La discusión acerca del modelo de desarrollo -es decir, el paso más audaz para convertir un discurso verde en una política pública- queda pues suturada antes de comenzar porque "siempre hemos hecho esto". Siempre hemos exportado materias primas (antes trigo y carne, hoy minerales y soja) y ahora, como mucho, podemos soñar con un módico upgrade: pasar de ser "la despensa del mundo" a ser "el supermercado del mundo"? Aun cuando la nacionalidad del súper más cercano de casa diga que el mejor candidato a quedarse con ese puesto no es la Argentina, precisamente.

■ **EJERCICIO**
En el texto sobre el modelo de desarrollo, ¿qué materias primas se exportaban antes? Los registros no intervienen en esto.

■ **REGISTROS PROPORCIONADOS**

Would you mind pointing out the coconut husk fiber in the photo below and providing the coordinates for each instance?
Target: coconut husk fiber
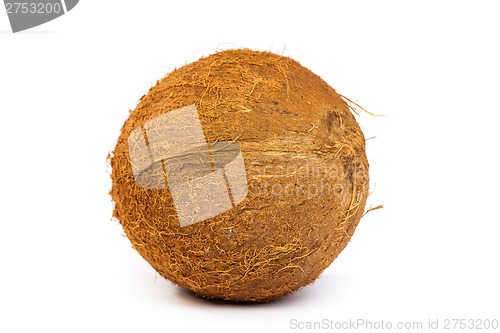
(299, 166)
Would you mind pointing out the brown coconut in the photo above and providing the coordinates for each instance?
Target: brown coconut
(306, 171)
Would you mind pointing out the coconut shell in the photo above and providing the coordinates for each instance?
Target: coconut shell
(292, 161)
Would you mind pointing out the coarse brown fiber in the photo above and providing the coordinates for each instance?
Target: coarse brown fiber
(306, 168)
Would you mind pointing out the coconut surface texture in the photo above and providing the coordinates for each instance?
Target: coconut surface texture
(241, 176)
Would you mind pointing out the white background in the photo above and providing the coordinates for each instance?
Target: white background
(66, 87)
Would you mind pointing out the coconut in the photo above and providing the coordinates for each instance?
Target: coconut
(241, 176)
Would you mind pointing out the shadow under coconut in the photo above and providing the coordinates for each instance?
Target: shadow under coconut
(324, 289)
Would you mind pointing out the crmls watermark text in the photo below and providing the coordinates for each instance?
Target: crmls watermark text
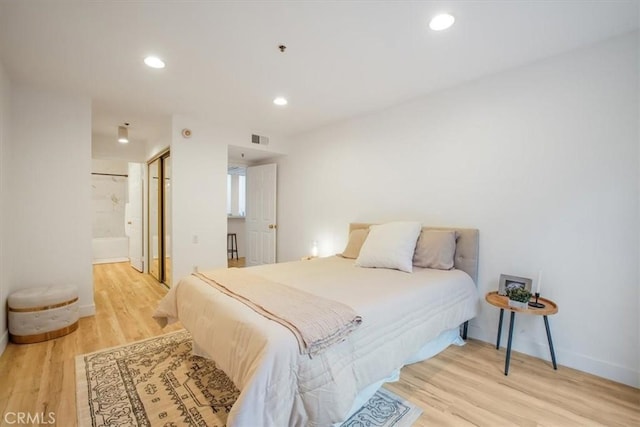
(30, 418)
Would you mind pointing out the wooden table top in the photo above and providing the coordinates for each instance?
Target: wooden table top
(501, 301)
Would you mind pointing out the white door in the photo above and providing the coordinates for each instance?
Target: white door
(261, 215)
(134, 216)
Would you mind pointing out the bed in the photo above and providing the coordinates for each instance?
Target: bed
(405, 318)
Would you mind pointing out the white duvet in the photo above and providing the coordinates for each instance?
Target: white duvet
(279, 386)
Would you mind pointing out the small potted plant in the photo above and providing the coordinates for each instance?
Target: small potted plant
(519, 297)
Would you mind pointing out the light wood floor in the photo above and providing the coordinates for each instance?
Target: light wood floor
(461, 386)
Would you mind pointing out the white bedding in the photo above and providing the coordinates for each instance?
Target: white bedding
(279, 387)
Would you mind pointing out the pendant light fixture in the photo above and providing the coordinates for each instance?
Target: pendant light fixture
(123, 134)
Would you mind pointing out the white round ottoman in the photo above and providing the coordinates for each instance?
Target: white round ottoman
(41, 314)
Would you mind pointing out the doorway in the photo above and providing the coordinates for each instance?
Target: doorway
(160, 218)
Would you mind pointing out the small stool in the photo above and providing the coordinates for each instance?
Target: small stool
(232, 245)
(41, 314)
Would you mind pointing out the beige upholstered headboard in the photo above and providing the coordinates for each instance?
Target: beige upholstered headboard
(466, 257)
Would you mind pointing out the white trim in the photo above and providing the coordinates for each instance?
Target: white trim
(110, 260)
(87, 310)
(581, 362)
(4, 340)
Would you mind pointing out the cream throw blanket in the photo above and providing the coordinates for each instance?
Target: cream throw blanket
(316, 322)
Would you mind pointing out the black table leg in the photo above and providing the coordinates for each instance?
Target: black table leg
(499, 329)
(506, 363)
(553, 354)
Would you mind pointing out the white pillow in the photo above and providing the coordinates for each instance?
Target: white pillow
(390, 245)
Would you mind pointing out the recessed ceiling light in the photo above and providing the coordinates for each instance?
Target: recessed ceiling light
(154, 62)
(441, 22)
(280, 101)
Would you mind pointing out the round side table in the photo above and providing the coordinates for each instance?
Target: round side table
(502, 302)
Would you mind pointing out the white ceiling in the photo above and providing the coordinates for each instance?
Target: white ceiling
(343, 58)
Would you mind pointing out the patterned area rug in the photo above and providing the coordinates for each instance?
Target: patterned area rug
(157, 382)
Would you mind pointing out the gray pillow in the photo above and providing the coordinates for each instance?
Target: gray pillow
(435, 249)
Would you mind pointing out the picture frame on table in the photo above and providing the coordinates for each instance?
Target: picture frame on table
(510, 282)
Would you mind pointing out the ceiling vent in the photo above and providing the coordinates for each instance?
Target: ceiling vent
(262, 140)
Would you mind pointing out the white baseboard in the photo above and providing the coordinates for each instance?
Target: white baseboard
(581, 362)
(110, 260)
(87, 310)
(4, 340)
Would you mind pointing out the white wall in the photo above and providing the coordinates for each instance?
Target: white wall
(109, 195)
(199, 185)
(49, 213)
(4, 226)
(107, 147)
(543, 160)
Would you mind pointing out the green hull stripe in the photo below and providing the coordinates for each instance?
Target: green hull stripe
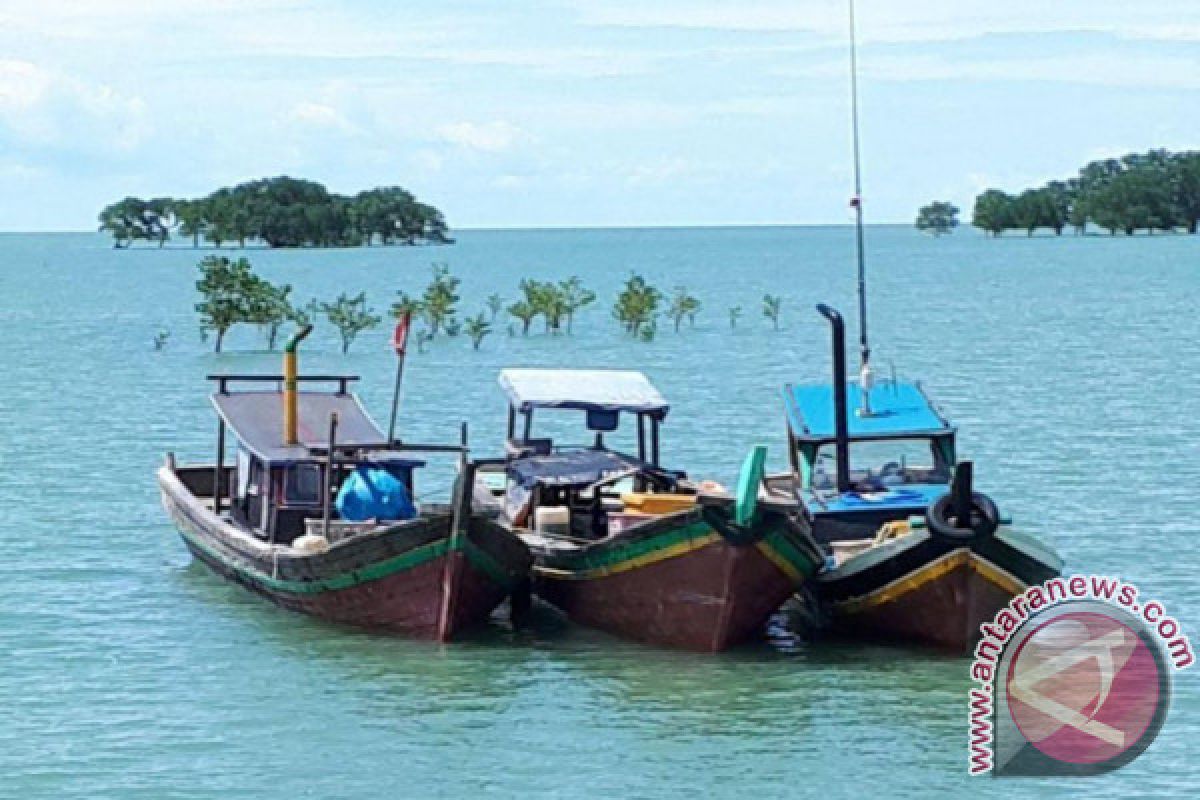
(376, 571)
(613, 558)
(783, 546)
(483, 561)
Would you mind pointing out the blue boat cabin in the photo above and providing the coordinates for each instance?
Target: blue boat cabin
(901, 451)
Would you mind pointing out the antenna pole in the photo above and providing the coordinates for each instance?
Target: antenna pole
(865, 350)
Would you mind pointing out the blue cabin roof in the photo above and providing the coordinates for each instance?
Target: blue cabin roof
(899, 409)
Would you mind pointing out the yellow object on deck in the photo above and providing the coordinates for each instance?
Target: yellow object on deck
(289, 400)
(654, 504)
(894, 529)
(291, 397)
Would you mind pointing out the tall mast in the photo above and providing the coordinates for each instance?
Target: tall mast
(864, 349)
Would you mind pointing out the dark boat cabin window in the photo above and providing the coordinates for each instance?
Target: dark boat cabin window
(243, 474)
(886, 462)
(301, 485)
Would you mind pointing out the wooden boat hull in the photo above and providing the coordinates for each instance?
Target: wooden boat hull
(678, 582)
(919, 589)
(408, 578)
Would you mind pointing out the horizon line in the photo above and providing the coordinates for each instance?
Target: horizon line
(567, 227)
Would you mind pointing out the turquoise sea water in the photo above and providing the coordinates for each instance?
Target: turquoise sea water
(1071, 366)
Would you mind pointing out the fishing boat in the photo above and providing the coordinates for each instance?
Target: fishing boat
(916, 554)
(625, 546)
(319, 512)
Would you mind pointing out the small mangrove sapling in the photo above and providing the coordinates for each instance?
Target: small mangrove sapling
(477, 328)
(351, 317)
(771, 307)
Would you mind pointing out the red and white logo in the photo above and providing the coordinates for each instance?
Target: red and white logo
(1084, 687)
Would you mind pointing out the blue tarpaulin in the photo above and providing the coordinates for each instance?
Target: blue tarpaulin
(898, 409)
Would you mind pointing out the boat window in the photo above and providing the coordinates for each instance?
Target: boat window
(892, 462)
(243, 473)
(303, 485)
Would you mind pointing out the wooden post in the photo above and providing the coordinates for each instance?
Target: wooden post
(641, 437)
(460, 521)
(219, 469)
(327, 497)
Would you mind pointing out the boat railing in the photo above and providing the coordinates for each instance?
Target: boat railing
(225, 379)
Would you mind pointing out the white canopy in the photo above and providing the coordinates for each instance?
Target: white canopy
(601, 390)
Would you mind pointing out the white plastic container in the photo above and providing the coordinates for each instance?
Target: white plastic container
(552, 521)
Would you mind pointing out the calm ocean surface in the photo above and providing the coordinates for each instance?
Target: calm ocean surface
(1071, 366)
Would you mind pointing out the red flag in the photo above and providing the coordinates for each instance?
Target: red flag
(400, 336)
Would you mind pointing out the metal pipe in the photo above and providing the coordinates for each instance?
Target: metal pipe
(291, 402)
(858, 192)
(841, 423)
(961, 488)
(327, 495)
(217, 471)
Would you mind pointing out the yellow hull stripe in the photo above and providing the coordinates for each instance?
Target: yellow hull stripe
(675, 551)
(930, 572)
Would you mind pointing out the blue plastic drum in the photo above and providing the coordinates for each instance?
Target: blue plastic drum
(373, 493)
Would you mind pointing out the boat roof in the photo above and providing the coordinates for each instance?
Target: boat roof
(587, 390)
(256, 419)
(575, 468)
(899, 409)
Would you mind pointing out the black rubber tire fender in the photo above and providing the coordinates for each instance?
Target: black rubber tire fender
(984, 518)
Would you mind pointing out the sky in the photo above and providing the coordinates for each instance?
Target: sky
(559, 113)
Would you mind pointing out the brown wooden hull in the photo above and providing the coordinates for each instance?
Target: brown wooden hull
(411, 578)
(707, 600)
(922, 589)
(943, 611)
(679, 583)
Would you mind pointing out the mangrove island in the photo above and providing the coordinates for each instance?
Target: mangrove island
(279, 212)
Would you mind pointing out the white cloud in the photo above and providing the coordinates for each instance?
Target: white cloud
(321, 116)
(1101, 70)
(485, 137)
(41, 107)
(886, 20)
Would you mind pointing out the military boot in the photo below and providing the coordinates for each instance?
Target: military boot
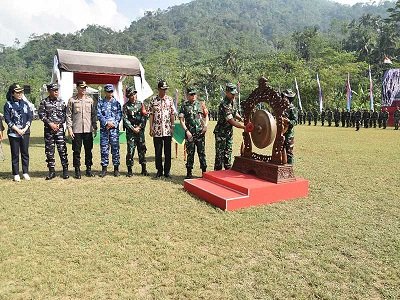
(89, 172)
(77, 173)
(52, 174)
(103, 172)
(189, 174)
(144, 170)
(116, 171)
(130, 174)
(65, 172)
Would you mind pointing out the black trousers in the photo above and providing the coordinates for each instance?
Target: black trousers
(17, 146)
(159, 143)
(87, 139)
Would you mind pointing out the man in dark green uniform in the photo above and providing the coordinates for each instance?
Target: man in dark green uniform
(291, 117)
(194, 120)
(134, 117)
(223, 131)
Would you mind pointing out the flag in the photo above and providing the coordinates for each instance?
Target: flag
(371, 89)
(298, 94)
(348, 92)
(319, 94)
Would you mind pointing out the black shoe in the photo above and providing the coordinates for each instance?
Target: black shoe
(65, 172)
(89, 172)
(116, 171)
(103, 172)
(52, 174)
(130, 174)
(144, 171)
(77, 173)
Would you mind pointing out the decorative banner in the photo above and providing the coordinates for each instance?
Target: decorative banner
(371, 90)
(348, 92)
(319, 94)
(298, 94)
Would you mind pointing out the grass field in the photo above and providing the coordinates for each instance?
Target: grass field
(142, 238)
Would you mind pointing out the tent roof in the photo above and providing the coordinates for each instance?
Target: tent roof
(100, 63)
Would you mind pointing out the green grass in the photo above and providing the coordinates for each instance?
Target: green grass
(141, 238)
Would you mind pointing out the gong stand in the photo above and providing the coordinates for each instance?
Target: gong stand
(272, 168)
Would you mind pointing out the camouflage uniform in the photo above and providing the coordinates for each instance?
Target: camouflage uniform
(224, 135)
(396, 116)
(109, 111)
(133, 117)
(54, 111)
(193, 115)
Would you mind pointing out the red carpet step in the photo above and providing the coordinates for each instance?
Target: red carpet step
(231, 190)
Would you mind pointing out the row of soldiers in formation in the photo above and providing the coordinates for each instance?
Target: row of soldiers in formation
(349, 118)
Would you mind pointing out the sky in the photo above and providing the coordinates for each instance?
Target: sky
(22, 18)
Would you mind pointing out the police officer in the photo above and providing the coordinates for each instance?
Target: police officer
(291, 118)
(396, 116)
(134, 117)
(193, 117)
(52, 111)
(109, 114)
(223, 131)
(82, 126)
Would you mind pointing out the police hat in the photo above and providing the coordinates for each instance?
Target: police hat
(191, 90)
(129, 91)
(52, 87)
(288, 93)
(162, 84)
(109, 88)
(231, 88)
(81, 84)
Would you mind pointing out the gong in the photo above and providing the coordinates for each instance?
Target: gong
(264, 129)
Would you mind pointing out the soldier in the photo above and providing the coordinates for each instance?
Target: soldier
(109, 114)
(336, 117)
(223, 131)
(300, 118)
(322, 117)
(52, 111)
(315, 117)
(309, 117)
(82, 126)
(396, 116)
(291, 118)
(385, 117)
(357, 118)
(162, 117)
(194, 120)
(374, 118)
(329, 116)
(134, 118)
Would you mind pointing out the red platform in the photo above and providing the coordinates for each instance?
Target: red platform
(231, 190)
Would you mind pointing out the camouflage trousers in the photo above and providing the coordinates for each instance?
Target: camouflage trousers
(107, 138)
(51, 139)
(135, 141)
(289, 146)
(199, 142)
(223, 151)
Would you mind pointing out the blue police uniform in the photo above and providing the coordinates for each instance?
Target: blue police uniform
(109, 111)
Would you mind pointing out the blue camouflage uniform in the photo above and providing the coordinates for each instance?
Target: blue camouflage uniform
(109, 110)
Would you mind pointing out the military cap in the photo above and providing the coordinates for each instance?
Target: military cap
(109, 88)
(129, 91)
(288, 93)
(191, 90)
(81, 84)
(52, 87)
(16, 88)
(162, 84)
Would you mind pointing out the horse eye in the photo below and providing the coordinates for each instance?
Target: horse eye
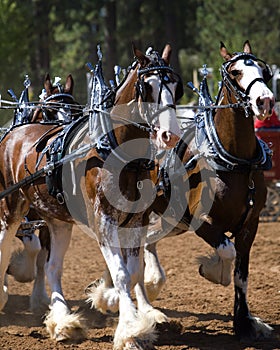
(235, 72)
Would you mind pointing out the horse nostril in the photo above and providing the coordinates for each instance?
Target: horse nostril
(259, 102)
(166, 136)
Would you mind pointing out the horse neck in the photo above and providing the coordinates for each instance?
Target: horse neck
(235, 130)
(125, 106)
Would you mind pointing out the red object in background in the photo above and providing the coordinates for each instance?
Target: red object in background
(271, 122)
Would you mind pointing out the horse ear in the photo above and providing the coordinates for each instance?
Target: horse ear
(166, 53)
(69, 85)
(48, 84)
(141, 58)
(224, 52)
(247, 47)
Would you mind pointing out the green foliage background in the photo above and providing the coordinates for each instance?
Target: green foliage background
(59, 37)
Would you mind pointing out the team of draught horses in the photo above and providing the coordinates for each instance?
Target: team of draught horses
(110, 169)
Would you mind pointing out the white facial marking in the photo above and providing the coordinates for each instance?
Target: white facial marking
(260, 95)
(168, 130)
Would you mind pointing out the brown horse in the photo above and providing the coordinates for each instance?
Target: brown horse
(219, 172)
(149, 92)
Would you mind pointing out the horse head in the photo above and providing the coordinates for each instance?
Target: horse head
(248, 76)
(57, 102)
(155, 88)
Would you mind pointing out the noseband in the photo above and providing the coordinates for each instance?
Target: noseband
(57, 102)
(162, 71)
(242, 96)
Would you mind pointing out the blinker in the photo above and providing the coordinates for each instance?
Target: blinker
(249, 62)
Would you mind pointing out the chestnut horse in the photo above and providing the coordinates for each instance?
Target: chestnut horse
(229, 198)
(218, 177)
(120, 226)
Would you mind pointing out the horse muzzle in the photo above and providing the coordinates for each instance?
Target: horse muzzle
(265, 105)
(166, 139)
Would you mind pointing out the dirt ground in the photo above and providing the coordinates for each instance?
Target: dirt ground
(201, 312)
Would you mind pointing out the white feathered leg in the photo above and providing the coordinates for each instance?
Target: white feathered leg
(60, 323)
(134, 327)
(39, 299)
(154, 273)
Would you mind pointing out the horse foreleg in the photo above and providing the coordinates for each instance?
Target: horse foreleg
(60, 323)
(134, 327)
(154, 276)
(39, 299)
(142, 299)
(246, 326)
(102, 294)
(217, 268)
(6, 236)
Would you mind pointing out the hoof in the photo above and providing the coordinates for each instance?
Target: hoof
(68, 327)
(93, 285)
(138, 344)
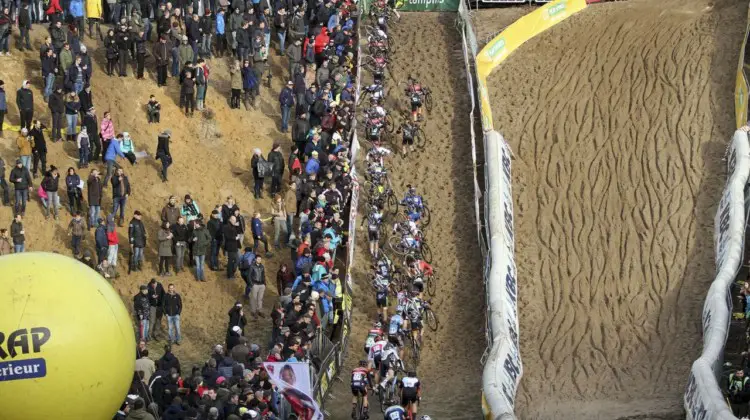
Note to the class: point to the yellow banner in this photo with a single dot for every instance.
(525, 28)
(740, 90)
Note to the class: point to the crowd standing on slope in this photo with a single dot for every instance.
(310, 186)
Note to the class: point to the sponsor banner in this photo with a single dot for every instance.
(525, 28)
(703, 398)
(427, 5)
(293, 383)
(741, 88)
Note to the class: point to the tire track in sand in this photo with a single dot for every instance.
(618, 127)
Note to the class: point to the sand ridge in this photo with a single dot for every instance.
(618, 118)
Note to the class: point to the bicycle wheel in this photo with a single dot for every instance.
(389, 127)
(420, 140)
(431, 319)
(396, 245)
(430, 285)
(392, 203)
(425, 218)
(426, 253)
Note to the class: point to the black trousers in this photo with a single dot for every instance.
(140, 59)
(123, 61)
(27, 115)
(161, 75)
(39, 157)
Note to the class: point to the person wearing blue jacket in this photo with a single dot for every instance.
(3, 106)
(76, 12)
(258, 234)
(313, 165)
(102, 245)
(113, 151)
(286, 101)
(221, 39)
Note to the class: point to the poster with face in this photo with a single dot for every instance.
(293, 382)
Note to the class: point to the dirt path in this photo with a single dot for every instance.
(429, 48)
(618, 119)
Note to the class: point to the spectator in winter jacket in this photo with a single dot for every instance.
(3, 106)
(137, 239)
(156, 306)
(25, 103)
(258, 164)
(120, 193)
(18, 234)
(141, 311)
(277, 159)
(101, 242)
(75, 193)
(286, 101)
(5, 247)
(259, 235)
(75, 230)
(173, 310)
(21, 179)
(94, 190)
(201, 245)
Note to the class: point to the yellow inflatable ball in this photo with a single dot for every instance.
(67, 346)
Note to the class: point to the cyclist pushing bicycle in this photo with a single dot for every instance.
(360, 383)
(416, 95)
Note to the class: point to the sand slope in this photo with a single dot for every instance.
(618, 119)
(209, 157)
(428, 47)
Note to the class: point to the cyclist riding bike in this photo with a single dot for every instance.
(394, 412)
(390, 363)
(413, 202)
(411, 392)
(372, 336)
(409, 131)
(396, 330)
(360, 383)
(374, 220)
(415, 93)
(414, 314)
(375, 355)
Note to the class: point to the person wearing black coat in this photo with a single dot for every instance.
(57, 108)
(163, 154)
(277, 159)
(39, 150)
(122, 40)
(156, 312)
(137, 239)
(25, 102)
(91, 122)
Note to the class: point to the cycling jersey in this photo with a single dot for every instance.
(394, 328)
(376, 352)
(359, 377)
(394, 412)
(371, 335)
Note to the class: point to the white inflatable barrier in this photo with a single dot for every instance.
(503, 368)
(703, 396)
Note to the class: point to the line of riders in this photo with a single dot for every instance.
(384, 371)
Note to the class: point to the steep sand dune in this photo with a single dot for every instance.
(618, 119)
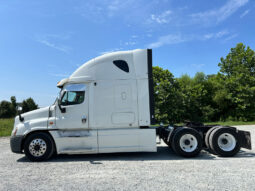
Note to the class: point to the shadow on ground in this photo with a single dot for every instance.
(163, 153)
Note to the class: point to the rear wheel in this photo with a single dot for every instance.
(187, 142)
(207, 136)
(224, 142)
(38, 146)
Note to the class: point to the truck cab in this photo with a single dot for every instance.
(106, 105)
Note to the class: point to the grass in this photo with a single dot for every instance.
(6, 126)
(231, 123)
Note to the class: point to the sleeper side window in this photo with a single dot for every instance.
(121, 64)
(73, 94)
(73, 97)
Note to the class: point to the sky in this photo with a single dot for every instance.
(42, 42)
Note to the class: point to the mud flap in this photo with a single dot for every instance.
(244, 139)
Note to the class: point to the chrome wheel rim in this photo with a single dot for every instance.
(227, 142)
(188, 143)
(37, 147)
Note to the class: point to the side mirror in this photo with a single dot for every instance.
(63, 110)
(19, 109)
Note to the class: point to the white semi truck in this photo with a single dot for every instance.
(107, 106)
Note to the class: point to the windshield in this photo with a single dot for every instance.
(72, 94)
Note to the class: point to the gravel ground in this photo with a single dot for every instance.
(130, 171)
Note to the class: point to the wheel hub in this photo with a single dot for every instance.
(226, 142)
(188, 143)
(37, 147)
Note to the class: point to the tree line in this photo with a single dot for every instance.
(8, 109)
(227, 95)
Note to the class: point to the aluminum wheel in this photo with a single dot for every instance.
(37, 147)
(226, 142)
(188, 143)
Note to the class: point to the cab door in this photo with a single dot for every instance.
(74, 134)
(72, 113)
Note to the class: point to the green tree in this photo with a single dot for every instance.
(167, 98)
(237, 79)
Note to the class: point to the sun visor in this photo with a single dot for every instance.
(61, 83)
(74, 87)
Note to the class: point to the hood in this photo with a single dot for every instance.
(33, 119)
(35, 114)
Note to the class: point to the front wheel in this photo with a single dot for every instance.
(187, 142)
(39, 146)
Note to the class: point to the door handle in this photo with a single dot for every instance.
(83, 119)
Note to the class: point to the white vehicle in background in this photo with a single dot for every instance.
(107, 106)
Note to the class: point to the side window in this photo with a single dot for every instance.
(121, 64)
(73, 97)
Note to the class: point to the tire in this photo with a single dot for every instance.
(224, 141)
(207, 136)
(39, 146)
(187, 142)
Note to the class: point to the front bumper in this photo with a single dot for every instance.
(16, 143)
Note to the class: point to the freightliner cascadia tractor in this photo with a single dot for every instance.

■ **RESULTADO**
Trigo y carne.